▶ Article
The present application relates to a sensor device, and a method of manufacturing the sensor device, as well as a display apparatus and an input apparatus each including the sensor device.

In recent years, portable information processing apparatuses represented by mobile phones have been made multifunctional, and many kinds of configurations in which a display section serves as a user interface have been proposed. For example, Japanese Unexamined Patent Application Publication No. 2011-170659 (JP2011-170659A) has proposed a sensor including a capacitor and capable of detecting an operated position and pressing force of an operation member, on an input operation surface. In JP2011-170659A, an elastic body is provided as an adhesive material between electrodes, so that capacity is changed by the pressing force.

SUMMARY

In general, an adhesive material has low elasticity, and deforms somewhat easily. Therefore, when the adhesive material is squashed by large pressure, it may take a considerably long time for the adhesive material to return to the original shape after unloading. In this case, a response speed of the sensor may decrease, which is disadvantageous.

▶ Record list
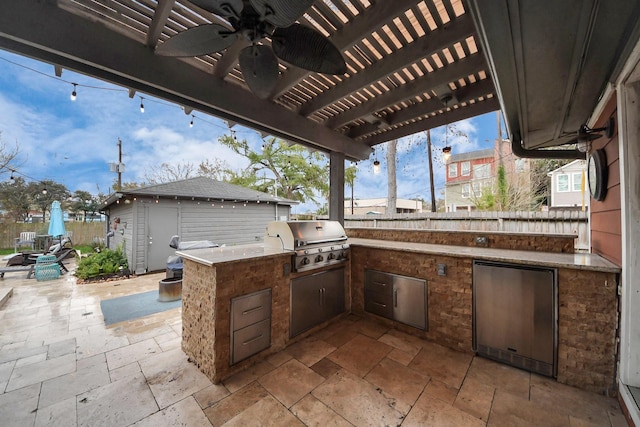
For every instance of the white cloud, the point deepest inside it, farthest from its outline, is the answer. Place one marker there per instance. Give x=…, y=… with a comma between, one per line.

---

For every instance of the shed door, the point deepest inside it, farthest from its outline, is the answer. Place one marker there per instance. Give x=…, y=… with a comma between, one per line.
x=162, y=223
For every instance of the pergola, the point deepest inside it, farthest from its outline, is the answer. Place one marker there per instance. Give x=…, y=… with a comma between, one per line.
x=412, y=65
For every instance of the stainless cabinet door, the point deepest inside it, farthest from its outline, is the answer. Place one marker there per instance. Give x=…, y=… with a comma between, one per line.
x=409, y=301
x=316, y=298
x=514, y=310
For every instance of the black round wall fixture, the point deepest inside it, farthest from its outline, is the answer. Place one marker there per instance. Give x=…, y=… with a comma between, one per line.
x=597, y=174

* * *

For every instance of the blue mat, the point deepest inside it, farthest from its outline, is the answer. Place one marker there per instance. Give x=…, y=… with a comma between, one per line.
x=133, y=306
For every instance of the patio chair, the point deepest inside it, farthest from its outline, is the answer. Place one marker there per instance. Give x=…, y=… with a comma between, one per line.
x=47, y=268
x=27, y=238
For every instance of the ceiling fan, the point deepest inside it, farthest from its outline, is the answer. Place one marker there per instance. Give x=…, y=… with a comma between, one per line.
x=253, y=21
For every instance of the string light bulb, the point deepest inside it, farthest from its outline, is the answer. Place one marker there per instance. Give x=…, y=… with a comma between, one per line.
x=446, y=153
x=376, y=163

▶ Aim
Extend the patent text about the sensor device, starting right after its final sentence.

▶ Answer below
It is desirable to provide a sensor device capable of reducing a decline in response speed, a method of manufacturing the sensor device, as well as a display apparatus and an input apparatus each including such a sensor device.

According to an embodiment of the present application, there is provided a sensor device including: a first base material and a second base material disposed apart to face each other; a plurality of first adhesion sections that are two-dimensionally arranged in a gap between the first base material and the second base material and have elasticity; and a mitigation section configured to mitigate an increase in contact area of each of the first adhesion sections to one of the first base material and the second base material, the contact area increasing as the gap narrows.

According to an embodiment of the present application, there is provided a display apparatus including: a display panel having a display surface; and a sensor device disposed on a side, opposite to the display surface, of the display panel, wherein the sensor device includes a first base material and a second base material disposed apart to face each other, a plurality of first adhesion sections that are two-dimensionally arranged in a gap between the first base material and the second base material and have elasticity, and a mitigation section configured to mitigate an increase in contact area of each of the first adhesion sections to one of the first base material and the second base material, the contact area increasing as the gap narrows.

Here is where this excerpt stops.